What is being asked: Could you print every record below exactly as it appears?

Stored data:
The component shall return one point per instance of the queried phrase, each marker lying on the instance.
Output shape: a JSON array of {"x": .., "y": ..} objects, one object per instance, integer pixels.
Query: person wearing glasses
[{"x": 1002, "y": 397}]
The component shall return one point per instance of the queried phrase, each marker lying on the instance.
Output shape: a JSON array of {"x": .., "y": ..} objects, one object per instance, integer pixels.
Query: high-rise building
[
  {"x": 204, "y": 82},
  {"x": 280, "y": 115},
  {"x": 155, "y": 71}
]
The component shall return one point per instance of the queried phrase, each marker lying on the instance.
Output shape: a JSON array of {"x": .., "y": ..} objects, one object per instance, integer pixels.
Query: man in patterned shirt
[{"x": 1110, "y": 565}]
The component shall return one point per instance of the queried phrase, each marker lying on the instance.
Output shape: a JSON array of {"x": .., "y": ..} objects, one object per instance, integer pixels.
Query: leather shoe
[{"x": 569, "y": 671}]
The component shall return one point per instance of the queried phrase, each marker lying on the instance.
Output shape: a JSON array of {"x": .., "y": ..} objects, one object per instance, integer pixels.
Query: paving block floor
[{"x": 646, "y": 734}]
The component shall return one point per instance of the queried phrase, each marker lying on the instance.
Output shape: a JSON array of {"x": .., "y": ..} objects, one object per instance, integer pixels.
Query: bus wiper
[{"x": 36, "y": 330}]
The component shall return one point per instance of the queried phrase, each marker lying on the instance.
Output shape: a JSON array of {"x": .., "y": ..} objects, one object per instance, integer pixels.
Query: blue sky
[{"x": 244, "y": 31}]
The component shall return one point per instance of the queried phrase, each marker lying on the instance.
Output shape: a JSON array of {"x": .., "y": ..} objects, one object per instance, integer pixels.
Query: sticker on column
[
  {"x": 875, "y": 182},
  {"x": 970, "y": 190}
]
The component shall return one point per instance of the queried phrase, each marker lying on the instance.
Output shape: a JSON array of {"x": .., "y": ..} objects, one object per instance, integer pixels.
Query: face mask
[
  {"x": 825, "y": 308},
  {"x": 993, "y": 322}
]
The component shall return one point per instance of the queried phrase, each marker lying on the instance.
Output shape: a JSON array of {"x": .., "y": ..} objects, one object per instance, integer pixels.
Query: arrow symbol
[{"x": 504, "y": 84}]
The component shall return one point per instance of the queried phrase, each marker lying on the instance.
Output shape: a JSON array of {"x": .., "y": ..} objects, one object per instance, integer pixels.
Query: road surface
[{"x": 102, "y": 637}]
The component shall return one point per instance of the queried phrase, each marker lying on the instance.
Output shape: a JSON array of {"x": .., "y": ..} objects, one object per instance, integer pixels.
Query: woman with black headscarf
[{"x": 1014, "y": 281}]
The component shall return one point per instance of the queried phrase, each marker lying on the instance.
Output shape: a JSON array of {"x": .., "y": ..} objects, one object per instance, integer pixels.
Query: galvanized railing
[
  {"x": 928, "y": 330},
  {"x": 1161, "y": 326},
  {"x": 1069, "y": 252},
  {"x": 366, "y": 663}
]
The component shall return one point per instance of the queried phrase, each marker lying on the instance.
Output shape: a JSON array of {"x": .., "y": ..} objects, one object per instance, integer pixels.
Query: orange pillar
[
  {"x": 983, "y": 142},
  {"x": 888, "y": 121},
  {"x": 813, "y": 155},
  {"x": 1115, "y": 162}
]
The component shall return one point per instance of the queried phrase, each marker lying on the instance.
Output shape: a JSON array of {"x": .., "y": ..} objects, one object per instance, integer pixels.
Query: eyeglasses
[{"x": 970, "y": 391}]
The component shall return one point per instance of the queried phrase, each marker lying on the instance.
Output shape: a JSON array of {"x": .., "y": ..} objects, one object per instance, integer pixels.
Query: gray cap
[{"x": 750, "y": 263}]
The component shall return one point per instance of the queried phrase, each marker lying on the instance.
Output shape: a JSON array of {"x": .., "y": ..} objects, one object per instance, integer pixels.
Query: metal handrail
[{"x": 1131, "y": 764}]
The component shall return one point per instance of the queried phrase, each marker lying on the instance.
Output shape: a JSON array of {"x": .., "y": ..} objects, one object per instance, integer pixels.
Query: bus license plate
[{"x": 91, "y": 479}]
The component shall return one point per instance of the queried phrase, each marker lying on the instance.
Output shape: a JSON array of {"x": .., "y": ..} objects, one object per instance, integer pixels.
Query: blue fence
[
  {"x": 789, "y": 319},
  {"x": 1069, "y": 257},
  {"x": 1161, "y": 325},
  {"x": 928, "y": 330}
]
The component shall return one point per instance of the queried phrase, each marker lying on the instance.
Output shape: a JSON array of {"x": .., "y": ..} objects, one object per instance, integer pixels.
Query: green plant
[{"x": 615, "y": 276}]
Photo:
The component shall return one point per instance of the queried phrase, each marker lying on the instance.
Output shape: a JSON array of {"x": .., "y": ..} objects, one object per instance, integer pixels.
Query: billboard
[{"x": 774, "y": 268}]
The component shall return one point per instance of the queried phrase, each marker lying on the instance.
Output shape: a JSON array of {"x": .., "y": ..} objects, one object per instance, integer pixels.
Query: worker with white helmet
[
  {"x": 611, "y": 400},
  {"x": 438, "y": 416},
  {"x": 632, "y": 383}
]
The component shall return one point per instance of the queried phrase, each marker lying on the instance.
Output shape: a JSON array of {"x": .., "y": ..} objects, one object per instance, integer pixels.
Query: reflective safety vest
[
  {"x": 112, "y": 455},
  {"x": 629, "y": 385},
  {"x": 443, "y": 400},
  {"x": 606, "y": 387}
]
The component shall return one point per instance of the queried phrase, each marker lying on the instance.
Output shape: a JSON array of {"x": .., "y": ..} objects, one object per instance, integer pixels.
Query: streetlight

Response below:
The component shall return one point per instance of the queried phrase, each marker lying on the instance.
Output shape: a JSON array of {"x": .., "y": ..} objects, one object per instance, integer pixels.
Query: person wearing glasses
[{"x": 1002, "y": 397}]
The component shall return one point per instance of the queried phrase, each marker lying on the instance.
Output shape: a JSON array of {"x": .., "y": ..} objects, one object per instance, integer pixels.
Query: high-rise building
[
  {"x": 204, "y": 82},
  {"x": 280, "y": 115},
  {"x": 155, "y": 71}
]
The component shall return one point per instance of the queried phrase, each marker lying on the instance.
Output shape: a JSON array of {"x": .., "y": ..} objects, one object per instance, integer pixels.
Query: man in patterned shirt
[{"x": 1110, "y": 565}]
The component shall return one point per instance of the queried phrase, each marker lying on the instance.
Output shape: a JSON array of {"x": .., "y": ..} objects, one object per instance, integer pixels.
Query: leather shoe
[{"x": 569, "y": 671}]
The component shall return one point per instance of the queried phrase, each marker lying on the instance.
Output shape: a JSON array of {"x": .., "y": ..} objects, one object per instance, integer pixels.
Query: paving block floor
[{"x": 646, "y": 734}]
The component shall return one point per instance of the queried phrase, each marker lying on the instance.
Output shape: a JSON array of {"x": .., "y": ..} objects, one object per instance, integer pixels.
Query: bus wiper
[{"x": 36, "y": 330}]
The component shall return one point per instance of the queried phrase, each marker lying on the instance.
Output shape: a JSON array of {"x": .., "y": ..} objects, one object per instance, integer pixels.
Query: blue sky
[{"x": 244, "y": 31}]
The component shall return one point per instance of the queried phrase, each marker lying on the instance.
Output shape: a JSON array of {"x": .., "y": ..} objects, one object per instance, integer pixels.
Query: sticker on column
[
  {"x": 875, "y": 182},
  {"x": 970, "y": 190}
]
The component shall return one point per instance of the queried phrase, each marker lying on the instance.
Output shape: a JSON array of {"x": .., "y": ..} objects, one object per instance, integer pixels.
Query: face mask
[
  {"x": 825, "y": 308},
  {"x": 993, "y": 322}
]
The component shall return one point per instance of the queried phrase, each marker lying on the instance.
Output shape: a JSON array of {"x": .., "y": ..} objects, one object per instance, integer pixels.
Query: arrow symbol
[{"x": 504, "y": 84}]
The component shall return one point per instance of the queried phrase, each marker lying on the instance.
Output shape: a JSON array of {"x": .., "y": ..} objects, one object per instance, integer pixels.
Query: road surface
[{"x": 102, "y": 637}]
The component shall return one point per instance of the queried phrase, each marker lying on the instance.
Output shape: a JSON array of {"x": .., "y": ..} objects, one object per instance, integer pixels.
Query: woman with black headscarf
[{"x": 1014, "y": 281}]
The component shall return one point per instance of the queried phrase, each marker lying on the instance.
Output shape: a JSON array of {"x": .., "y": ..} objects, one object per instance, integer pixels.
Query: galvanized railing
[
  {"x": 928, "y": 330},
  {"x": 1161, "y": 326},
  {"x": 1069, "y": 252},
  {"x": 366, "y": 663}
]
The component shall return one point per instance of the queried phrase, each marker lying on the instance.
Output shape: a JSON array of {"x": .., "y": ..} objects, one object per instance, integer pixels.
Query: orange pillar
[
  {"x": 983, "y": 142},
  {"x": 888, "y": 121},
  {"x": 813, "y": 155},
  {"x": 1115, "y": 162}
]
The component shall return one point per instance of the queried phrase, each marker lying on the instance.
Output shape: a JSON array of {"x": .., "y": ..} objects, one object per instance, integer pixels.
Query: eyeglasses
[{"x": 970, "y": 391}]
The component shall return one point per instance of the queried phrase, each marker lying on the instance.
Output shape: a JSON array of {"x": .., "y": ..} objects, one object per instance, integer pixels.
Query: gray cap
[{"x": 750, "y": 263}]
The component shall return one point per instance of the queried phrase, each marker lying on the instance.
Output shape: a JSON array of {"x": .., "y": ..} objects, one object per instance, integer pixels.
Query: metal handrail
[{"x": 1131, "y": 764}]
The component shall return one point per instance of the queried phrase, each marker lying on the instance.
Output shape: a JSON array of {"x": .., "y": ..} objects, one object per instance, integer pixels.
Query: bus license plate
[{"x": 91, "y": 479}]
The component shall return one point per instance of the queried phrase, each marker lying on the instance.
Output shape: a JSON array of {"x": .., "y": ..} objects, one object per instance, integer pixels.
Query: blue fence
[
  {"x": 789, "y": 319},
  {"x": 1069, "y": 257},
  {"x": 1161, "y": 325},
  {"x": 928, "y": 330}
]
The component shall return one point per instance of the queried phrase, each marker lying on the instance.
Output shape: a JSON array of {"x": .., "y": ..} objects, one object per instance, integer pixels.
Query: green plant
[{"x": 615, "y": 276}]
Photo:
The component shall return one point per instance of the queried phrase, each marker lying on the instance.
Output shape: a JSON array of {"x": .., "y": ..} objects, one object per instance, integer pixels.
Query: billboard
[{"x": 774, "y": 268}]
The component shall return one point per instance of the queried phrase, each marker lying on the instance.
Output shape: a JSON array of {"x": .., "y": ..} objects, one object per instance, integer pixels.
Query: worker with white helmet
[
  {"x": 611, "y": 400},
  {"x": 438, "y": 416},
  {"x": 632, "y": 383}
]
The component shall return one point per instance of the queried phrase, each marker lying on the instance.
Output shape: a JSON array of {"x": .., "y": ..} objects, one object per instance, integer pixels.
Query: reflective safety vest
[
  {"x": 112, "y": 455},
  {"x": 629, "y": 385},
  {"x": 443, "y": 400},
  {"x": 606, "y": 387}
]
The component shall return one point per instance of the queried phrase, each marker lying on the instance.
Output shape: a JSON array of {"x": .., "y": ..} objects, one object per instance, integer pixels.
Query: streetlight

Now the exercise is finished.